ACTIVITY:
All of the data must be retyped exactly, with nothing left out.

::: EXCERPTED DATA

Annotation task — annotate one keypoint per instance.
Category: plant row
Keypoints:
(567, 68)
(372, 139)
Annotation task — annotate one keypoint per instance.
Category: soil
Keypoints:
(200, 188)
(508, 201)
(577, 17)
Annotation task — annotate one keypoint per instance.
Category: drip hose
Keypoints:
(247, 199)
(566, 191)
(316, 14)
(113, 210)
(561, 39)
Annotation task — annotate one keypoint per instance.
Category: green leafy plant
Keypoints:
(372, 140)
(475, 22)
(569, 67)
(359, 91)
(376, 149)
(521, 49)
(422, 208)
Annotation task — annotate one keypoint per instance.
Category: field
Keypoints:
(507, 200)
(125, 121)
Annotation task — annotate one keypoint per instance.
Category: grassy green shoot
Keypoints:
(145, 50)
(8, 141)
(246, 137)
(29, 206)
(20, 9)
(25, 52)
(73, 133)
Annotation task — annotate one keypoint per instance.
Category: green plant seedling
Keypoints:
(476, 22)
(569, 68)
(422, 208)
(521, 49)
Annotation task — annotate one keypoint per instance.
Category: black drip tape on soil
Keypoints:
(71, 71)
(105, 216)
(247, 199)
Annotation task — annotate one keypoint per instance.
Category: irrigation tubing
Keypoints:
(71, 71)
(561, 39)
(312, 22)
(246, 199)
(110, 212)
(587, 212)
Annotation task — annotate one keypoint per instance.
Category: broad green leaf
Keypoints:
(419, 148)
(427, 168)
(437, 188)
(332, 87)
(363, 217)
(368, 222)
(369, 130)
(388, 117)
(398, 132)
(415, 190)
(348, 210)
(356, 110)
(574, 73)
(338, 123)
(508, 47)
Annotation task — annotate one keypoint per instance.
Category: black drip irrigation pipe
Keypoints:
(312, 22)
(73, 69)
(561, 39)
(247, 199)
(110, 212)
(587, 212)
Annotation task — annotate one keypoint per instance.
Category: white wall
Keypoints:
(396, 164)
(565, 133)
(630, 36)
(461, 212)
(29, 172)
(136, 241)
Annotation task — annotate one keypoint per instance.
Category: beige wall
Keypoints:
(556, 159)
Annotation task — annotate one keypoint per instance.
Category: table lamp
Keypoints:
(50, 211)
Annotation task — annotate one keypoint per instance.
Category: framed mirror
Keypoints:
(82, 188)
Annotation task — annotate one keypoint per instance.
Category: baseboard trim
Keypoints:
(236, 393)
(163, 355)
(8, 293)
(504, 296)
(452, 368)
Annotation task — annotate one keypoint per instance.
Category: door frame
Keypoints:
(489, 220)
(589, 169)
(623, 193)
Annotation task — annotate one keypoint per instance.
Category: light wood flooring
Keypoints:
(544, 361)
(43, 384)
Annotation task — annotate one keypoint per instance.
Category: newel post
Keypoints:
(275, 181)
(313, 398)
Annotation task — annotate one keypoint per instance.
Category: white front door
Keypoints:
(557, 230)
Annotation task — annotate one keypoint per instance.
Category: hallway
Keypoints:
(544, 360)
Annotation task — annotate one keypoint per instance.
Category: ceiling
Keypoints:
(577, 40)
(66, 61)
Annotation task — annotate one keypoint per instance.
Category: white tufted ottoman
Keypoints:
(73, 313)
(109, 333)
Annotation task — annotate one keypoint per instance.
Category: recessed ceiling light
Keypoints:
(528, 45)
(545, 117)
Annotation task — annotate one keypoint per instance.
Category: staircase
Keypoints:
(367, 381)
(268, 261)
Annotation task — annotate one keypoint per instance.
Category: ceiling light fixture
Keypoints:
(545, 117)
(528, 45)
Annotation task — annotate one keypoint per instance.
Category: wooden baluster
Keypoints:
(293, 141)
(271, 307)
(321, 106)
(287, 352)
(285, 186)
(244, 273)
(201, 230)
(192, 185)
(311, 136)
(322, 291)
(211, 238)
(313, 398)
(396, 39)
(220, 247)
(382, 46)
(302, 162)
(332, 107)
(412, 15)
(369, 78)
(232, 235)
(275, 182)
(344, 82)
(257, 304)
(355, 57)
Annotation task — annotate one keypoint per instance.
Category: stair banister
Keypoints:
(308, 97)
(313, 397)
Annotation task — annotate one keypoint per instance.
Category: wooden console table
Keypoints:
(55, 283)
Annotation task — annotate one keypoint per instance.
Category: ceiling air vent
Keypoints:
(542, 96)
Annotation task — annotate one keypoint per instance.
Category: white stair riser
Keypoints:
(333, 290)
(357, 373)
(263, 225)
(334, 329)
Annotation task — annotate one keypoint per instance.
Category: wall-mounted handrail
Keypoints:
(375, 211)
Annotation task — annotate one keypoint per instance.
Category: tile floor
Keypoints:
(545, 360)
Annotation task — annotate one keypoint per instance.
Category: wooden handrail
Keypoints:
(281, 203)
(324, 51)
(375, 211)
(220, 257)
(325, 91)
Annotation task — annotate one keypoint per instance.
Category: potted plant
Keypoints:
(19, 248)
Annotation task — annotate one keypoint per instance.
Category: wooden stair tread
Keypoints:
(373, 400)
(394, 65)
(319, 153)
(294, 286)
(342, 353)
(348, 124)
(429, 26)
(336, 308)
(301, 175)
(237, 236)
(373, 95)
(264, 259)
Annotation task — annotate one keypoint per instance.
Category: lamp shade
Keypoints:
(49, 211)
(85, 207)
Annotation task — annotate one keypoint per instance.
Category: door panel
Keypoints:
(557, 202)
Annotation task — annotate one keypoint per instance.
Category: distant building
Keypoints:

::::::

SOLUTION:
Annotation task — annotate one keypoint per instance.
Category: plant row
Keypoints:
(567, 68)
(372, 139)
Annotation task — annotate one keypoint per instance.
Category: soil
Keypoints:
(200, 188)
(508, 201)
(577, 17)
Annotation task — annotate one keypoint per instance.
Category: drip hose
Keypoints:
(247, 199)
(566, 191)
(316, 14)
(113, 210)
(561, 39)
Annotation task — annotate one keypoint per instance.
Category: green leafy plant
Keypoints:
(372, 140)
(475, 22)
(569, 67)
(359, 91)
(376, 149)
(521, 49)
(422, 208)
Annotation task — annotate one keypoint per instance.
Category: field
Keypoints:
(507, 200)
(125, 121)
Annotation task — annotate one keypoint per instance.
Category: grassy green shoot
Keypoints:
(145, 50)
(8, 141)
(246, 137)
(29, 206)
(20, 9)
(25, 52)
(73, 133)
Annotation task — annotate one keypoint per instance.
Category: green plant seedling
Keypoints:
(476, 22)
(569, 68)
(422, 208)
(521, 49)
Annotation task — annotate one keypoint per instance.
Category: black drip tape on soil
Keypoints:
(71, 71)
(105, 216)
(247, 199)
Annotation task — annotate one keypoint per instance.
Category: irrigation tubing
Keypoints:
(71, 71)
(561, 39)
(312, 22)
(246, 199)
(110, 212)
(587, 212)
Annotation task — annotate one keypoint per instance.
Category: broad green leaf
Keypoints:
(419, 148)
(427, 168)
(437, 188)
(332, 87)
(363, 217)
(368, 222)
(369, 130)
(388, 117)
(398, 132)
(415, 190)
(348, 210)
(356, 110)
(574, 73)
(338, 123)
(508, 47)
Annotation task — annotate one keypoint per instance.
Category: black drip irrigation pipe
Keypoints:
(312, 22)
(73, 69)
(561, 39)
(247, 199)
(110, 212)
(587, 212)
Annotation task — annotate one keypoint per instance.
Category: white wall
Keypoints:
(396, 164)
(565, 133)
(630, 36)
(461, 212)
(29, 172)
(136, 241)
Annotation task — annotate one keypoint per instance.
Category: beige wall
Keypoints:
(556, 159)
Annotation task — annotate one keypoint per instance.
Category: table lamp
Keypoints:
(50, 211)
Annotation task — annotate one keypoint per instance.
Category: framed mirror
Keypoints:
(82, 188)
Annotation task — annotate one keypoint per instance.
Category: baseboard trim
Keypoints:
(236, 393)
(163, 355)
(8, 293)
(504, 296)
(452, 368)
Annotation task — annotate one keypoint per instance.
Category: door frame
Keypoints:
(489, 220)
(589, 169)
(623, 193)
Annotation task — annotate one keypoint per instance.
Category: light wood flooring
Keypoints:
(544, 361)
(43, 384)
Annotation task — annotate one keypoint per instance.
Category: newel post
Keypoints:
(275, 181)
(313, 398)
Annotation task — annotate one keypoint per instance.
Category: white front door
Keypoints:
(557, 230)
Annotation task — annotate one keypoint per instance.
Category: hallway
Keypoints:
(544, 360)
Annotation task — annotate one keypoint per instance.
Category: ceiling
Keypoints:
(577, 40)
(66, 61)
Annotation task — annotate one keypoint per instance.
Category: white tufted ottoman
Keypoints:
(73, 313)
(109, 333)
Annotation task — annotate one keypoint per instance.
Category: recessed ceiling light
Keypoints:
(528, 45)
(545, 117)
Annotation task — annotate one keypoint per instance.
Category: staircase
Keypoints:
(367, 381)
(268, 261)
Annotation task — annotate one keypoint per instance.
Category: ceiling light fixture
Keypoints:
(545, 117)
(528, 45)
Annotation task — annotate one keypoint per instance.
Category: wooden baluster
Keypoints:
(293, 141)
(271, 307)
(321, 106)
(287, 352)
(285, 186)
(244, 273)
(201, 230)
(192, 185)
(311, 136)
(322, 291)
(211, 238)
(313, 398)
(396, 39)
(220, 247)
(382, 46)
(302, 162)
(332, 107)
(412, 15)
(369, 78)
(232, 235)
(275, 182)
(344, 82)
(257, 304)
(355, 57)
Annotation task — annotate one keypoint per instance.
Category: stair banister
Keypoints:
(308, 97)
(313, 397)
Annotation task — annotate one keypoint per instance.
Category: wooden console table
Keypoints:
(55, 283)
Annotation task — annotate one keypoint per instance.
Category: ceiling air vent
Keypoints:
(542, 96)
Annotation task — annotate one keypoint per instance.
Category: white stair riser
Keypoints:
(333, 290)
(357, 373)
(263, 225)
(334, 329)
Annotation task — annotate one keypoint per instance.
Category: wall-mounted handrail
Keypoints:
(375, 211)
Annotation task — annotate one keypoint per instance.
Category: tile floor
Keypoints:
(545, 360)
Annotation task — annotate one keypoint per instance.
Category: wooden handrail
Keypoints:
(281, 203)
(324, 51)
(375, 211)
(220, 257)
(325, 91)
Annotation task — annotate one keypoint per instance.
Category: potted plant
Keypoints:
(19, 248)
Annotation task — annotate one keypoint per instance.
Category: wooden stair tread
Keypoints:
(373, 400)
(394, 65)
(319, 153)
(294, 286)
(342, 353)
(348, 124)
(429, 26)
(336, 308)
(301, 175)
(237, 236)
(373, 95)
(264, 259)
Annotation task — annotate one keypoint per instance.
Category: lamp shade
Keypoints:
(49, 211)
(85, 207)
Annotation task — annotate one keypoint per instance.
Category: door panel
Keypoints:
(557, 202)
Annotation task — annotate one keypoint per instance.
Category: distant building
Keypoints:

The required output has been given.